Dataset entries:
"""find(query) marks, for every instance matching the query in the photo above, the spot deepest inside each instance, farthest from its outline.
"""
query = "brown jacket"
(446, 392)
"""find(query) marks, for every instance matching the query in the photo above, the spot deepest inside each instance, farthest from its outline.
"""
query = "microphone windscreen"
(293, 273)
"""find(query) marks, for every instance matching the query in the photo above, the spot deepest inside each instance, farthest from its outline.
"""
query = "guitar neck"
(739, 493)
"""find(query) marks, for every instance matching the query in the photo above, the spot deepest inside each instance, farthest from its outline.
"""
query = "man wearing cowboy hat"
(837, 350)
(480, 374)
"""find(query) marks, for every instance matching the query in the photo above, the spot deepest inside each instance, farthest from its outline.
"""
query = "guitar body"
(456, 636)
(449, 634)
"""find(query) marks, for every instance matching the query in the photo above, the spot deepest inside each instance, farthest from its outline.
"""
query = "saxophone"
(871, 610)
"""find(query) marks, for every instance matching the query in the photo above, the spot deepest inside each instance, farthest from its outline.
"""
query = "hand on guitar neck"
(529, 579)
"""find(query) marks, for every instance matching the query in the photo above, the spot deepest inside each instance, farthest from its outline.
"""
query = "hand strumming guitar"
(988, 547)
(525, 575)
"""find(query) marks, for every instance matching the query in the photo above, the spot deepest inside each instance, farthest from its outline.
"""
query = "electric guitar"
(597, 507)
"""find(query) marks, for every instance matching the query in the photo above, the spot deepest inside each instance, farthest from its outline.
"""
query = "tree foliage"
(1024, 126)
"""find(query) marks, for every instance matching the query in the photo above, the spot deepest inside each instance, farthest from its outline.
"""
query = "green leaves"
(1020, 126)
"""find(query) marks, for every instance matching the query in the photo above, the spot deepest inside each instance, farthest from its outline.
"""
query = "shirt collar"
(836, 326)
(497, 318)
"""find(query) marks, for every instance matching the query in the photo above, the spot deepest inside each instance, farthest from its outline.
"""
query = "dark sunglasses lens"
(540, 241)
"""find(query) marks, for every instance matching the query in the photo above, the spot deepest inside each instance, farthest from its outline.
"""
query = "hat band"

# Exercise task:
Report each line of the dataset entries above that contains the word "guitar", copying every such line in full.

# Result of this task:
query = "guitar neck"
query = "guitar body"
query = "hand on guitar neck"
query = "hand strumming guitar"
query = "electric guitar"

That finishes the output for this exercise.